======== MATERIALS PROVIDED

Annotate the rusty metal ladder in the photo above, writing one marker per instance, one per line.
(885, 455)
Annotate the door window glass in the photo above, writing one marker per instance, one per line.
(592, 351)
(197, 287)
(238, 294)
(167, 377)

================

EXERCISE DETAILS: Rewrite all the records above as a single numbered list, one line per item, leaving out any blank lines.

SOLUTION TO THIS PROBLEM:
1. Annotate the rusty metal ladder in the photo above, writing one marker per instance, one per line.
2. (885, 455)
3. Annotate the door window glass in the photo above, writing one marker per instance, one per line.
4. (592, 351)
5. (197, 287)
6. (238, 294)
7. (167, 377)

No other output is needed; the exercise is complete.